§ INSTRUCTIONS FOR THE TASK
Copy out the material word for word, from the line that contains "Which pixel lies on the man's dark" through the line that contains "pixel 252 115", with both of those lines included.

= = = = = = =

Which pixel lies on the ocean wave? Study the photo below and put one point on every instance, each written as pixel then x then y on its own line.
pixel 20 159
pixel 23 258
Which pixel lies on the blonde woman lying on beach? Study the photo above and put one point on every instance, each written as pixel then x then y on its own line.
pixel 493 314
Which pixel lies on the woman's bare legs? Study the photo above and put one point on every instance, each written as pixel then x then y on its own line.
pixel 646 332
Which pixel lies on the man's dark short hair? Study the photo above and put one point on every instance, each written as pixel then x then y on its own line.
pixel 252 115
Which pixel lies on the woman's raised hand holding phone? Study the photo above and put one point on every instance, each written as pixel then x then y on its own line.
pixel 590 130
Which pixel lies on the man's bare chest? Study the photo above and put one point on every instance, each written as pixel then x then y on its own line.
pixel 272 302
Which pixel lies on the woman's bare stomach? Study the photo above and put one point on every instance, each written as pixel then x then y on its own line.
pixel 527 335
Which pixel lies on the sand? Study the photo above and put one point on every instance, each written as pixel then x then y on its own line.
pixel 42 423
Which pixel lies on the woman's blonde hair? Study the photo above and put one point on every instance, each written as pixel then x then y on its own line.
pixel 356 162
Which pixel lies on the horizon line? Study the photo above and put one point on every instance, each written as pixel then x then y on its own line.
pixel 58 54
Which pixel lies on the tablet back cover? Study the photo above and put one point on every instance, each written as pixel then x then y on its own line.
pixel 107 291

= = = = = = =

§ RESULT FOR THIS TASK
Which pixel lies on the man's dark short hair? Study the photo above and put one point on every instance, each written as pixel then x then y on its own line.
pixel 252 115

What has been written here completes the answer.